• Stored rows:
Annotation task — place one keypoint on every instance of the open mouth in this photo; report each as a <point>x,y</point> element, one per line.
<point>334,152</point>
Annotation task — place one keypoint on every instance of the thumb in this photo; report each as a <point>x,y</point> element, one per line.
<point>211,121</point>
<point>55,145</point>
---
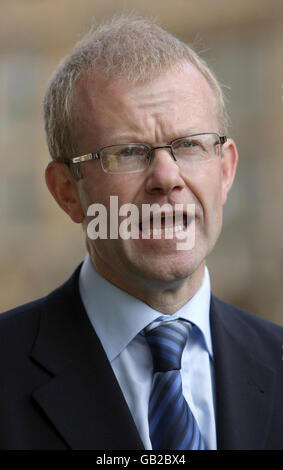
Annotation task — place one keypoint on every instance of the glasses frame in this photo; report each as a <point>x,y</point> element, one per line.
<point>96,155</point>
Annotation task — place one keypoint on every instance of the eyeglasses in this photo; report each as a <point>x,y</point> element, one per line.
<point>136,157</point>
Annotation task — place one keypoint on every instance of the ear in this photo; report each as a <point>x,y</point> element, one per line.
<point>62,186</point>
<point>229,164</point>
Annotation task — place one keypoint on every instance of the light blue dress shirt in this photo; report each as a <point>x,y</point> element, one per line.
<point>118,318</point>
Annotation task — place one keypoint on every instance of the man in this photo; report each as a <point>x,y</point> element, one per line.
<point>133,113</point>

• What you should do: Change "open mouth" to "closed mouth" in the data starting at the line containing "of the open" and ending at the line containing "<point>334,152</point>". Give those lines again with nothing else altered.

• Reply to the exercise:
Annotation task — place one keypoint on every instance of the closed mouth in this photo; report each as a <point>x,y</point> element, one per line.
<point>334,152</point>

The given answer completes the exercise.